▶ _TASK INSTRUCTIONS_: Put every line of the items below into a JSON list of strings, one string per line, skipping any blank lines. Leave the pictures out of your answer.

▶ _SOURCE MATERIAL_:
◆ ◆ ◆ ◆ ◆ ◆ ◆

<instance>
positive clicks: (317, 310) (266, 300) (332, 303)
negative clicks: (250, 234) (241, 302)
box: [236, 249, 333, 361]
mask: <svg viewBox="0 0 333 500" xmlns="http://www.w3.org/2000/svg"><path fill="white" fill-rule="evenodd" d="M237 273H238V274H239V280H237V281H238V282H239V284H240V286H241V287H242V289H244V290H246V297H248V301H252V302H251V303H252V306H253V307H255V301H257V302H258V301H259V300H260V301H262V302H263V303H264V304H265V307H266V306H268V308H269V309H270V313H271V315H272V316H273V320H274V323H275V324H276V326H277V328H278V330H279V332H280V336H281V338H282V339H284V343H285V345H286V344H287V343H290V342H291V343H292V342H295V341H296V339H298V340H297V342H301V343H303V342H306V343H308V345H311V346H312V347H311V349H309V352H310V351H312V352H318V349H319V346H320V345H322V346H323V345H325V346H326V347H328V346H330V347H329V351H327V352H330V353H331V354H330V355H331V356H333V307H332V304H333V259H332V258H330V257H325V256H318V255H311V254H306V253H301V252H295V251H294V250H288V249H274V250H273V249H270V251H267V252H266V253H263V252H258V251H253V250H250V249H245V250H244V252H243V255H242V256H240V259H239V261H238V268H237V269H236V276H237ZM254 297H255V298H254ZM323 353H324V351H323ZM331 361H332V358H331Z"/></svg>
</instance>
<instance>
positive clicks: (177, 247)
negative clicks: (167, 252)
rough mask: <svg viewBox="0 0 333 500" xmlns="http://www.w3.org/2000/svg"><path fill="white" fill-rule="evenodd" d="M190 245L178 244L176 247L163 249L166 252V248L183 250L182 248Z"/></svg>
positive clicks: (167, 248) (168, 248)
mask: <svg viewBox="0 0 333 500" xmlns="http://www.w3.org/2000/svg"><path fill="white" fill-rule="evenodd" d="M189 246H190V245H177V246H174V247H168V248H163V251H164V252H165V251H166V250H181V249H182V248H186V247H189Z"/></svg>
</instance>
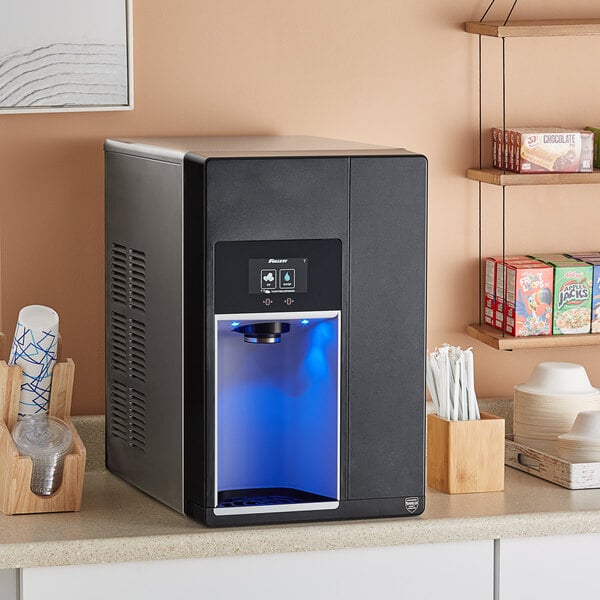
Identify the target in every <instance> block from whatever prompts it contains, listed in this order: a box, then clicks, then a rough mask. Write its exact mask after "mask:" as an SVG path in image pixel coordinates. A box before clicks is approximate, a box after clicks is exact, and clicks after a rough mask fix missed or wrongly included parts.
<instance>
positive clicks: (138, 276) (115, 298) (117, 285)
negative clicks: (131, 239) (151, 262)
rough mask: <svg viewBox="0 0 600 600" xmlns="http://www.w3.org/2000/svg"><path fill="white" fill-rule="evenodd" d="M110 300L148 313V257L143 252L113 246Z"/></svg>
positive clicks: (137, 250)
mask: <svg viewBox="0 0 600 600" xmlns="http://www.w3.org/2000/svg"><path fill="white" fill-rule="evenodd" d="M110 298H111V300H112V301H113V302H117V303H119V304H123V305H124V306H127V307H128V308H131V309H134V310H140V311H142V312H145V311H146V255H145V254H144V253H143V252H141V251H140V250H134V249H133V248H127V247H126V246H123V245H122V244H112V247H111V255H110Z"/></svg>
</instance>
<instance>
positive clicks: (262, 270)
mask: <svg viewBox="0 0 600 600" xmlns="http://www.w3.org/2000/svg"><path fill="white" fill-rule="evenodd" d="M248 269H249V270H248V292H249V293H250V294H295V293H300V294H302V293H304V292H306V291H307V290H306V284H307V279H308V258H282V257H269V258H250V259H249V260H248Z"/></svg>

◆ ◆ ◆ ◆ ◆ ◆ ◆

▶ _TASK RESPONSE_:
[
  "<instance>",
  "positive clicks: (317, 310) (266, 300) (332, 303)",
  "negative clicks: (250, 234) (241, 302)",
  "box: [236, 249, 333, 361]",
  "mask: <svg viewBox=\"0 0 333 500\" xmlns=\"http://www.w3.org/2000/svg\"><path fill=\"white\" fill-rule=\"evenodd\" d=\"M237 273H238V274H239V280H237V281H238V282H239V284H240V286H241V287H242V289H244V290H246V297H248V301H252V302H251V303H252V306H253V307H255V301H257V302H258V301H259V300H260V301H262V302H263V303H264V304H265V307H266V306H268V308H269V309H270V313H271V315H272V316H273V320H274V323H275V324H276V326H277V328H278V330H279V332H280V336H281V338H282V339H284V343H285V345H286V344H287V343H290V342H291V343H292V342H295V341H296V339H298V340H297V342H301V343H303V342H306V343H308V345H311V346H312V347H311V349H309V352H310V351H312V352H318V349H319V346H320V345H322V346H323V345H325V346H326V347H328V346H330V347H329V351H327V352H330V353H331V354H330V355H331V356H333V307H332V304H333V259H332V258H330V257H325V256H318V255H311V254H306V253H301V252H295V251H294V250H288V249H274V250H273V249H270V251H267V252H266V253H263V252H258V251H253V250H250V249H245V250H244V252H243V255H242V256H240V259H239V261H238V268H237V269H236V276H237ZM254 297H255V298H254ZM323 353H324V351H323ZM331 361H332V358H331Z\"/></svg>",
  "</instance>",
  "<instance>",
  "positive clicks: (177, 247)",
  "negative clicks: (167, 252)",
  "rough mask: <svg viewBox=\"0 0 333 500\" xmlns=\"http://www.w3.org/2000/svg\"><path fill=\"white\" fill-rule=\"evenodd\" d=\"M190 245L178 244L176 247L163 249L166 252V248L183 250L182 248Z\"/></svg>",
  "positive clicks: (167, 248) (168, 248)",
  "mask: <svg viewBox=\"0 0 333 500\" xmlns=\"http://www.w3.org/2000/svg\"><path fill=\"white\" fill-rule=\"evenodd\" d=\"M189 246H190V245H177V246H174V247H168V248H163V251H164V252H165V251H166V250H181V249H182V248H186V247H189Z\"/></svg>",
  "</instance>",
  "Identify the target in every <instance> block from whatever prompts it contains, listed in this order: a box, then clicks, then a rough mask. Write its exact mask after \"mask:\" as an SVG path in image pixel coordinates. A box before clicks is approximate, a box after clicks is exact, and clicks after a rough mask fix missed or wrongly included parts.",
  "<instance>",
  "positive clicks: (138, 276) (115, 298) (117, 285)",
  "negative clicks: (131, 239) (151, 262)",
  "rough mask: <svg viewBox=\"0 0 600 600\" xmlns=\"http://www.w3.org/2000/svg\"><path fill=\"white\" fill-rule=\"evenodd\" d=\"M110 300L148 313V257L143 252L113 246Z\"/></svg>",
  "positive clicks: (137, 250)",
  "mask: <svg viewBox=\"0 0 600 600\" xmlns=\"http://www.w3.org/2000/svg\"><path fill=\"white\" fill-rule=\"evenodd\" d=\"M110 298H111V300H112V301H113V302H117V303H119V304H123V305H124V306H127V307H128V308H131V309H134V310H140V311H142V312H145V311H146V255H145V254H144V253H143V252H141V251H140V250H134V249H133V248H127V247H126V246H123V245H122V244H112V247H111V255H110Z\"/></svg>",
  "</instance>",
  "<instance>",
  "positive clicks: (262, 270)",
  "mask: <svg viewBox=\"0 0 600 600\" xmlns=\"http://www.w3.org/2000/svg\"><path fill=\"white\" fill-rule=\"evenodd\" d=\"M248 269H249V270H248V292H249V293H250V294H295V293H300V294H302V293H304V292H306V291H307V290H306V284H307V279H308V258H282V257H269V258H250V259H249V260H248Z\"/></svg>"
]